- **WRITTEN PROBLEM**
Set down the lines below word for word, starting at the line that contains "drawmask --target bare" and ending at the line that contains "POLYGON ((219 251, 219", with both of those lines included.

(Segmentation labeling entries)
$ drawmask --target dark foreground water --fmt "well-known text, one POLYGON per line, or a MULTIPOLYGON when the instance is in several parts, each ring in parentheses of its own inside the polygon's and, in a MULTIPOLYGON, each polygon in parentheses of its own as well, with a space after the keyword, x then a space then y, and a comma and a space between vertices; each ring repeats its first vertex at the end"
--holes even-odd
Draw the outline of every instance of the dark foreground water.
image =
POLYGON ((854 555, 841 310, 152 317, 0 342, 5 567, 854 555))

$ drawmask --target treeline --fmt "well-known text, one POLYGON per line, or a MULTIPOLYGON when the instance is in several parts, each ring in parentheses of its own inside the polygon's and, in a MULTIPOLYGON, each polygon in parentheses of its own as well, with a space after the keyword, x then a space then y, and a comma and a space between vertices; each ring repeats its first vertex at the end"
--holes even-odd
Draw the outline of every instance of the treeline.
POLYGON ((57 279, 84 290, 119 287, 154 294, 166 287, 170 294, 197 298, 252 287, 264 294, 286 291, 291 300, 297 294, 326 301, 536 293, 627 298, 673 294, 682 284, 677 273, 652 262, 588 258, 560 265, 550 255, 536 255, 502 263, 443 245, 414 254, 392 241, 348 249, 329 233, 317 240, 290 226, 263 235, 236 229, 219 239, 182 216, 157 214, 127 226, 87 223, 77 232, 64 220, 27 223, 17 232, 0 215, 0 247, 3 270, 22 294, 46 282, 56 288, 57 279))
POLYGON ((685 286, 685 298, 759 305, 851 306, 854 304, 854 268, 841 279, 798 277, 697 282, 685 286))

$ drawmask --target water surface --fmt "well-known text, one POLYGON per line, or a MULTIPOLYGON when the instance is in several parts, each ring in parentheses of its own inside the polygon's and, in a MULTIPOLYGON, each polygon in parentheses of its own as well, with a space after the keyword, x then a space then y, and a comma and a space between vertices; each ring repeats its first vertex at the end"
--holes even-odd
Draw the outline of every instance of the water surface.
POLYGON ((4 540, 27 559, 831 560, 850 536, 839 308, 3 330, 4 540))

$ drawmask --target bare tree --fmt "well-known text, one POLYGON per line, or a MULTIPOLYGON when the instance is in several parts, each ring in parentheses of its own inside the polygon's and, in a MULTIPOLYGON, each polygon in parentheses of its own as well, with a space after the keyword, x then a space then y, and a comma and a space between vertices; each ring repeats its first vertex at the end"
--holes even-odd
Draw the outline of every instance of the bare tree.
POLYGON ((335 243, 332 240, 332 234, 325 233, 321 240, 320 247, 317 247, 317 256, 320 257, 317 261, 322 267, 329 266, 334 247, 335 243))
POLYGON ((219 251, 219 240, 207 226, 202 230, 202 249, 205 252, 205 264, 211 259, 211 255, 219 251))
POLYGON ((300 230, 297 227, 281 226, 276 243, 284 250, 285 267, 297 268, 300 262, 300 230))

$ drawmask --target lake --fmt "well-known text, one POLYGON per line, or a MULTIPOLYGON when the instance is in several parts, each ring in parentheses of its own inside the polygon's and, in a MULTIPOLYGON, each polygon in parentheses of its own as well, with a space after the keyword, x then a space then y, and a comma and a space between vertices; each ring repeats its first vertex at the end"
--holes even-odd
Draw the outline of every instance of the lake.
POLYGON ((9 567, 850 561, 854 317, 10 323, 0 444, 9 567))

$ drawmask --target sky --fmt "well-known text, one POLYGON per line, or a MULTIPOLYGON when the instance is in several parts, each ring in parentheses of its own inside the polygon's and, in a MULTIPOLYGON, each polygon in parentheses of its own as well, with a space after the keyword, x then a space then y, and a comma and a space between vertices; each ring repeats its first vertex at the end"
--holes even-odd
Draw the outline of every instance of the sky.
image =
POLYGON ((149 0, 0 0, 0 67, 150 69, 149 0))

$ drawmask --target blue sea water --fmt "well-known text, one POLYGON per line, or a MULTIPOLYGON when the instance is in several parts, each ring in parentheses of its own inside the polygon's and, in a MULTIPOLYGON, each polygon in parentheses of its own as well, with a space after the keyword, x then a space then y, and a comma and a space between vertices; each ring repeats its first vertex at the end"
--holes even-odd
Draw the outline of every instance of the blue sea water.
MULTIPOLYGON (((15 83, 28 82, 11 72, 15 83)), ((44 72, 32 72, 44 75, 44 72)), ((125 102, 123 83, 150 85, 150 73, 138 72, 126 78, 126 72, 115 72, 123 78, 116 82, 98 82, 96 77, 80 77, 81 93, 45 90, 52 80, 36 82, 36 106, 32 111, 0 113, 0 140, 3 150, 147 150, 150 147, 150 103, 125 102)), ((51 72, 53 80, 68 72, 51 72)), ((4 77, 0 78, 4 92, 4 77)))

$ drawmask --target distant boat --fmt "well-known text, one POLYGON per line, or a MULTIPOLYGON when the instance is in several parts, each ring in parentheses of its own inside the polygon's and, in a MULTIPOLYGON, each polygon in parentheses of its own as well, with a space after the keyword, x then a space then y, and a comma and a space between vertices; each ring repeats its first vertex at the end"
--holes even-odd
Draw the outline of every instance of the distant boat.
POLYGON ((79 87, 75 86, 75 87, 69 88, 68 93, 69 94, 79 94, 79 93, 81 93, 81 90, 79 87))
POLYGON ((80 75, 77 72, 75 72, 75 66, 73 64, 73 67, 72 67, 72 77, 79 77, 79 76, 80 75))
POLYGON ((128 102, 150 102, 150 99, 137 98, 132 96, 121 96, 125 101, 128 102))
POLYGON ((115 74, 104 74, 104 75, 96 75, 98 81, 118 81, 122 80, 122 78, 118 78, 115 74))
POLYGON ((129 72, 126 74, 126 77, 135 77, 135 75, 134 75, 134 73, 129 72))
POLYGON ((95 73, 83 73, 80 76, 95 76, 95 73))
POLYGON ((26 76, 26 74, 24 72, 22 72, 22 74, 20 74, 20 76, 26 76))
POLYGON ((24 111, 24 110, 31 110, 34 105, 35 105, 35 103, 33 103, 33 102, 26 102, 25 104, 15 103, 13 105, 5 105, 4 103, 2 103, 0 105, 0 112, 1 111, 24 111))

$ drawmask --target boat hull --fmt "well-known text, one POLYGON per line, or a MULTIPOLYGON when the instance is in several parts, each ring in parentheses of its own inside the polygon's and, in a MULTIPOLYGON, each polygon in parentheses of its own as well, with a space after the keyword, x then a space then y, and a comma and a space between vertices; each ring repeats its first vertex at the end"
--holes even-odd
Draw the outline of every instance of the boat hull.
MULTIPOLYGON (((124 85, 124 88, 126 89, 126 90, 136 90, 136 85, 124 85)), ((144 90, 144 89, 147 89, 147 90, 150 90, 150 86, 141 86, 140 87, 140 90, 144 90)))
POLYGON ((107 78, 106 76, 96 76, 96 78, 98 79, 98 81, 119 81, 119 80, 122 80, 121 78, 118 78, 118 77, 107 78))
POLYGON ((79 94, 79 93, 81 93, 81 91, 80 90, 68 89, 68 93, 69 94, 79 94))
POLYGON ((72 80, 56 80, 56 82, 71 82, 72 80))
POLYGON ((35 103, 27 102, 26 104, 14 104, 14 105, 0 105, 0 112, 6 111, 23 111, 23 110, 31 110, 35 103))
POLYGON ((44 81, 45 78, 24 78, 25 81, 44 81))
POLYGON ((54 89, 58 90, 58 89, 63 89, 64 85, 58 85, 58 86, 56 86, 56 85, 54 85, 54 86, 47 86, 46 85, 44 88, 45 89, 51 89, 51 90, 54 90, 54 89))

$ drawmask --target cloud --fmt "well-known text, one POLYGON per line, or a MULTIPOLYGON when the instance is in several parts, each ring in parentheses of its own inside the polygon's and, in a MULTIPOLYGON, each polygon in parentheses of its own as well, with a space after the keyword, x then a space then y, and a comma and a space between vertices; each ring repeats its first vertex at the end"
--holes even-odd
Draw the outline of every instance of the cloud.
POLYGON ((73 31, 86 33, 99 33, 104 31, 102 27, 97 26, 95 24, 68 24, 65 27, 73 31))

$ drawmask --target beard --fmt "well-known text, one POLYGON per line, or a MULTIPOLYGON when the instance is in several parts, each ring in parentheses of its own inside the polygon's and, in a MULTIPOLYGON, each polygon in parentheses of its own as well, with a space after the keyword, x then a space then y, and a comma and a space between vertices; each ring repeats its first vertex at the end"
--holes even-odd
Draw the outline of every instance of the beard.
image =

- **OUTPUT OF THE EXERCISE**
$ drawmask --target bare tree --fmt "well-known text, one POLYGON per line, or a MULTIPOLYGON when the instance is in several parts, each ring in parentheses of its own inside the polygon's and, in a MULTIPOLYGON, each polygon in parentheses of its own as well, with a space after the keyword, x then a space then y, and a comma and a space between vertices; each ring repeats its first vertex at the end"
--holes even-odd
Draw the outline of every instance of the bare tree.
POLYGON ((335 243, 332 240, 332 234, 325 233, 321 240, 320 247, 317 247, 317 256, 320 257, 317 261, 322 267, 329 266, 334 247, 335 243))
POLYGON ((219 251, 219 240, 207 226, 202 230, 202 249, 205 252, 205 264, 211 259, 211 255, 219 251))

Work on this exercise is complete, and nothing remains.